* [Your goal]:
Output all of the data below exactly as given.

* [Given records]:

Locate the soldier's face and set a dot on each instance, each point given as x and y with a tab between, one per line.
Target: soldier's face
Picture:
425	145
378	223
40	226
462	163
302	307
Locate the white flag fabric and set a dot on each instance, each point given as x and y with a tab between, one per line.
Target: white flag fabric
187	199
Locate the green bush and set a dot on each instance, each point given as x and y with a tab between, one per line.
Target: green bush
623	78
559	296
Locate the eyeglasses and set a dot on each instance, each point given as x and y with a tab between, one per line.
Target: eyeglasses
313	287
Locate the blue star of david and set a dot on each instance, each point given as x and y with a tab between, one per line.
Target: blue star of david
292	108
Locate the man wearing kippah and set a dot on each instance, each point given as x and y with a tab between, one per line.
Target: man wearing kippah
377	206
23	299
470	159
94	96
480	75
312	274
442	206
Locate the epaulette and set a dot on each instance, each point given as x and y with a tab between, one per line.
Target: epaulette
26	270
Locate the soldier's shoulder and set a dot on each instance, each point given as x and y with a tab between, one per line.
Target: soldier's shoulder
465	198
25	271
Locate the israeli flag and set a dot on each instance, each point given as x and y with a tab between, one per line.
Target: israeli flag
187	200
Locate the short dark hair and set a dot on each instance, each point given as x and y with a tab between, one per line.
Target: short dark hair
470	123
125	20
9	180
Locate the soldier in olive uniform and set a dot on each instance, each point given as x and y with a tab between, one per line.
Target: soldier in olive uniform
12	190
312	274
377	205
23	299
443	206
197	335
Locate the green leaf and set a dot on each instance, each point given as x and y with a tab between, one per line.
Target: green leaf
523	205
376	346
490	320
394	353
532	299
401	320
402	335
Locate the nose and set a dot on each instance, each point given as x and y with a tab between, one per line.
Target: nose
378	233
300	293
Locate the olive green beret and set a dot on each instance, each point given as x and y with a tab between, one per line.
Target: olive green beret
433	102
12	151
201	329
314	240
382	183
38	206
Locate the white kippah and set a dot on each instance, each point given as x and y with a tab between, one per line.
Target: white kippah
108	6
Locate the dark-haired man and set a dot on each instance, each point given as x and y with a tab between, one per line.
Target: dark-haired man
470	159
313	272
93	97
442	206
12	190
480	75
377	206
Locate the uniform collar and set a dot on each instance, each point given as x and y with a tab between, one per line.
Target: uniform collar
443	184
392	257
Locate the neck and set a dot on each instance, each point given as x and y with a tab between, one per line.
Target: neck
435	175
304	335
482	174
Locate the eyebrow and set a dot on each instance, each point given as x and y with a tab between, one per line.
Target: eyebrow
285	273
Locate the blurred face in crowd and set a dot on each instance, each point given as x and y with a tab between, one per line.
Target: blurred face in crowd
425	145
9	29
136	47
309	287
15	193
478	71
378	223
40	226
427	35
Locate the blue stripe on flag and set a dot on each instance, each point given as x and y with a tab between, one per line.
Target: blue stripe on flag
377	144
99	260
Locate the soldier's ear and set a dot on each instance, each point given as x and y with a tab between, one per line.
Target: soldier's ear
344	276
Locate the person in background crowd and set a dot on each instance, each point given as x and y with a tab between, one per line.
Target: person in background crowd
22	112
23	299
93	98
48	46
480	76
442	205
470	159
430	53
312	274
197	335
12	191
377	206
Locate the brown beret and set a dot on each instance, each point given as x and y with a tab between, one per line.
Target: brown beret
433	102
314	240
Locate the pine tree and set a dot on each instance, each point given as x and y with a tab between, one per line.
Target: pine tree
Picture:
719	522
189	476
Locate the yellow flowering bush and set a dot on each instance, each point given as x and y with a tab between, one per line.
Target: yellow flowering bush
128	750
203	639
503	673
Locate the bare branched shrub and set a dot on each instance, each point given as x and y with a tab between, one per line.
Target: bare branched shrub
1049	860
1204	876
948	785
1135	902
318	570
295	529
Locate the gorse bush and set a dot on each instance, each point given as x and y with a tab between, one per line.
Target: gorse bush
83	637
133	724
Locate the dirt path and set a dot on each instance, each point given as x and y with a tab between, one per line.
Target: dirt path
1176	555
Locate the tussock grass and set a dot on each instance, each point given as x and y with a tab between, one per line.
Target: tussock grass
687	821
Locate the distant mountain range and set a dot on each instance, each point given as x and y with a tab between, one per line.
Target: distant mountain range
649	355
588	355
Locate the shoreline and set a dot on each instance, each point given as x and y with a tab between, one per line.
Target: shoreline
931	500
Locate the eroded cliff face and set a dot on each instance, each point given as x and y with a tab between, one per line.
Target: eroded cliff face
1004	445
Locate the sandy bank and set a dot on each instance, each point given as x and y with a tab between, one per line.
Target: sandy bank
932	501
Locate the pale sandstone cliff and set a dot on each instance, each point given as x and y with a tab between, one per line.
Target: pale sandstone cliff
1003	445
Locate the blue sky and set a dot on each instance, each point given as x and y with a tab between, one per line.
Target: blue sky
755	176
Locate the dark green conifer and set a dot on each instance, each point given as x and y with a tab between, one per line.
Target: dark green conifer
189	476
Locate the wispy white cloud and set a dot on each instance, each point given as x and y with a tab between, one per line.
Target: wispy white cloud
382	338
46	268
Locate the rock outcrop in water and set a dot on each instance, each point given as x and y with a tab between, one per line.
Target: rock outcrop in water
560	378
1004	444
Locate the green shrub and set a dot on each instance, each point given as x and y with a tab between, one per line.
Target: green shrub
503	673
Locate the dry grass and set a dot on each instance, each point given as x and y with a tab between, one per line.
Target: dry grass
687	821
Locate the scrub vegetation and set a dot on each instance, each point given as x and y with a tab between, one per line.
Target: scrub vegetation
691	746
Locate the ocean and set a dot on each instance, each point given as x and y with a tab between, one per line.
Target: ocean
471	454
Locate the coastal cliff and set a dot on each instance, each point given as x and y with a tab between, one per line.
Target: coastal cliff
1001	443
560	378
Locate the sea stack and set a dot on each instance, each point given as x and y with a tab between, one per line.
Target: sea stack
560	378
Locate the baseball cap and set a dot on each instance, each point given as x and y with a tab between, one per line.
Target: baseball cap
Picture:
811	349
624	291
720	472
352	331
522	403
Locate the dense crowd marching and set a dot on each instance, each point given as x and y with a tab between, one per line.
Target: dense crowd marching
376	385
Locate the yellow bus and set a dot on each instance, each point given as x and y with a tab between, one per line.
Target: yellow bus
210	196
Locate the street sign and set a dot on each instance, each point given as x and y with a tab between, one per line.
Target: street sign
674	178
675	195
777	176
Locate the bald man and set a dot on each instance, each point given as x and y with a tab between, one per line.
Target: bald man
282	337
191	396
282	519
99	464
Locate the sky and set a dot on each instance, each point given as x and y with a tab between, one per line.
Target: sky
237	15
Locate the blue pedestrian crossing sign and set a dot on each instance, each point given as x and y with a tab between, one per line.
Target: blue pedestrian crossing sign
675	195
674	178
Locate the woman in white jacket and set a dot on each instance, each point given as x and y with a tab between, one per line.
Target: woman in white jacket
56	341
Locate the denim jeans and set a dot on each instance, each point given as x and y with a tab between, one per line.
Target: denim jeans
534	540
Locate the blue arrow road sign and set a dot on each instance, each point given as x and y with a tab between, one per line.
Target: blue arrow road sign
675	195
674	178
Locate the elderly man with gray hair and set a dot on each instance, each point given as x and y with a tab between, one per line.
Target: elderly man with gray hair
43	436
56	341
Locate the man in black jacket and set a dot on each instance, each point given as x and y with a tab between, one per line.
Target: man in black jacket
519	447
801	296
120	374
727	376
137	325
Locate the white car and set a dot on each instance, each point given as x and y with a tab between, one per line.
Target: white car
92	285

* [Response]:
Locate the soldier's face and set a dot on each instance, each point given as x and y with a tab between, one per line.
Target: soldier's face
Picture:
425	145
378	223
40	226
462	163
302	307
Locate the white flag fabric and set a dot on each instance, each point given as x and y with a tab between, one per line.
Target: white flag fabric
187	199
Locate the green bush and set a dot on each instance, each point given as x and y with a tab between, one per line.
Target: green bush
623	78
559	296
Locate the eyeglasses and set a dot on each instance, each point given as x and y with a tab between, one per line.
Target: eyeglasses
313	287
Locate the blue star of david and set a dot on each instance, each point given as x and y with a tab between, one per line.
Target: blue star of david
292	108
Locate the man wearing kippah and set a dot on each instance, each point given as x and y with a tab between, one per line.
Target: man wearing kippah
377	206
23	299
470	159
94	96
480	75
312	274
442	206
Locate the epaulette and set a dot on each instance, each point given as x and y with a tab between, one per line.
Target: epaulette
26	270
Locate the soldier's shoulder and set a dot on each instance, each point given as x and y with a tab between, one per line.
Target: soldier's shoulder
465	198
25	271
Locate the israeli flag and set a dot on each instance, each point given as x and y with a tab between, one per line.
Target: israeli flag
187	200
Locate the short dark hair and set a dot on each instance, each point given as x and y with a tab between, one per line.
Target: short dark hair
470	123
125	20
9	180
Locate the soldier in olive uniform and set a dot on each instance, each point given as x and y with a tab between, one per line.
Target: soldier in olive uniform
12	190
312	274
377	205
23	299
443	206
197	335
Locate the green leaf and set a dot on each instance, each point given as x and y with a tab between, one per line.
Target: green leaf
523	205
376	346
490	320
394	353
532	299
401	320
402	335
Locate the nose and set a dot on each instance, each point given as x and y with a tab between, one per line.
Target: nose
378	233
300	293
Locate the olive green beret and set a dot on each instance, each point given as x and y with a tab between, one per line.
Target: olive green beret
433	102
12	151
201	329
314	240
382	183
38	206
Locate the white kippah and set a dot on each instance, each point given as x and y with a tab between, one per line.
Target: white kippah
108	6
Locate the dark-haired man and set a dot on each instance, each point given as x and y with a tab between, one per line.
Target: dark-haired man
470	159
313	272
93	97
442	206
12	190
480	75
377	206
Locate the uniform collar and set a dot on each instance, each point given as x and y with a tab between, one per line.
Target: uniform collar
443	184
392	257
Locate the neck and set a dot on each instance, each point given as x and y with a tab between, one per line.
Target: neck
435	175
304	335
482	174
Locate the eyebrow and set a dot on each instance, each point given as x and y with a tab between, one per line.
Target: eyebrow
285	273
Locate the blurred face in crowd and set a dot on each instance, each point given as x and y with a tab between, one per line.
Target: blurred face in crowd
425	145
9	29
136	47
309	287
15	193
478	71
378	223
40	226
427	35
Locate the blue stripe on flag and set a dot on each instance, each point given as x and y with a tab between, one per line.
Target: blue stripe on flag
377	144
99	260
Locate the soldier's ear and set a dot on each instance, each point given as x and y with a tab between, one per line.
Target: soldier's ear
344	276
Locate the person in background crowd and set a dot on each instance, each point given as x and y with a tab between, one per line.
Target: person in background crowd
22	112
23	299
93	98
48	46
480	76
442	205
470	159
430	53
312	274
197	335
12	191
377	206
Locate the brown beret and set a dot on each instance, each point given as x and y with a tab between, one per line.
Target: brown beret
433	102
314	240
Locate the pine tree and set a dot on each instance, each point given as x and y with a tab between, one per line.
Target: pine tree
Picture:
719	522
189	476
Locate the yellow flowering bush and set a dot on each instance, each point given as x and y with a tab between, one per line.
Target: yellow flowering bush
128	750
203	639
503	673
Locate the bare branched shrub and set a dot on each instance, each point given as x and y with a tab between, one per line.
Target: bare branched shrub
1049	860
1204	876
948	785
1135	902
318	570
295	529
Locate the gorse bush and set a dot on each instance, each point given as x and y with a tab between, one per line.
Target: gorse bush
83	637
133	724
Locate the dirt path and set a dot on each instance, each point given as x and y with a tab between, one per line.
Target: dirt path
1176	555
Locate the tussock grass and set a dot on each instance, each point given as x and y with a tab between, one per line.
Target: tussock grass
687	821
Locate the distant mountain range and set a dot on each instance, each point given as x and y with a tab between, one per line.
Target: distant mountain range
649	355
588	355
Locate the shoreline and set a dot on each instance, each point given as x and y with a tab between, one per line.
Target: shoreline
931	500
Locate the eroded cliff face and set a dot on each instance, each point given as x and y with a tab between, one per line.
Target: eroded cliff face
1004	445
Locate the sandy bank and set a dot on each instance, each point given as x and y with a tab between, one per line.
Target: sandy bank
932	501
Locate the pale sandstone cliff and set a dot on each instance, each point given as x and y with a tab between, one per line.
Target: pale sandstone cliff
1003	445
Locate the blue sky and set a dot on each instance, each point given as x and y with a tab between, one per line.
Target: blue sky
755	176
Locate the dark green conifer and set a dot on each instance, each point given as x and y with a tab between, one per line.
Target: dark green conifer
189	476
Locate the wispy white cloud and set a dot on each instance, each point given as x and y with a tab between, one per line.
Target: wispy white cloud
382	338
46	268
Locate the rock outcrop in water and set a dot on each instance, each point given as x and y with a tab between, one per line.
Target: rock outcrop in water
560	378
1004	444
Locate the green shrub and set a dot on each instance, each point given as x and y with a tab between, one per line.
Target: green shrub
503	673
Locate the dry grass and set a dot on each instance, each point given as x and y with a tab between, one per line.
Target: dry grass
687	821
Locate the scrub vegetation and set a dot on each instance, each point given as x and y with a tab between, one per line.
Target: scrub vegetation
691	746
Locate the ocean and set a dot on each instance, each point given as x and y with a tab between, one per line.
Target: ocean
471	454
Locate the coastal cliff and set a dot on each instance, each point given as x and y with a tab between, one per line.
Target: coastal cliff
1001	443
560	378
Locate the sea stack and set a dot on each instance, each point given as x and y with a tab between, one per line.
Target: sea stack
560	378
Locate the baseball cap and set a dot on each instance, each point given as x and y with a tab between, one per line.
Target: baseball cap
Picture:
811	349
624	291
720	472
352	331
522	403
Locate the dense crowd marching and set a dot on each instance, each point given as x and y with a tab between, one per line.
Target: dense crowd marching
376	385
Locate the yellow bus and set a dot on each instance, each point given as x and y with a tab between, one per line.
Target: yellow bus
210	196
Locate the street sign and set a dot on each instance, each point given as x and y with a tab between, one per line.
Target: street sign
674	178
675	195
777	176
Locate the bald man and set a dot on each instance, each point given as x and y with a tab between, one per line.
Target: bald man
282	337
191	396
282	519
99	464
Locate the sky and set a dot on each instance, each point given as x and y with a tab between, one per line.
Target: sky
237	15
Locate the blue pedestrian crossing sign and set a dot on each instance, each point given as x and y with a tab between, one per line.
Target: blue pedestrian crossing sign
675	195
674	178
Locate the woman in white jacket and set a dot on each instance, each point given as x and y with a tab between, one per line.
Target: woman in white jacket
56	341
Locate the denim jeans and set a dot on each instance, each point given as x and y with a tab between, one per line.
Target: denim jeans
534	540
Locate the blue arrow road sign and set a dot on each instance, each point given as x and y with a tab between, one per line.
Target: blue arrow road sign
675	195
674	178
Locate the elderly man with gray hair and set a dot on each instance, each point given as x and y with a tab between, one per line.
Target: elderly man with gray hair
43	436
56	341
Locate the man in black jacket and set a dot on each instance, each point given as x and y with a tab between, one per line.
Target: man in black jacket
519	447
801	296
120	374
727	376
137	325
Locate the white car and set a dot on each instance, each point given as x and y with a tab between, one per line.
Target: white car
92	285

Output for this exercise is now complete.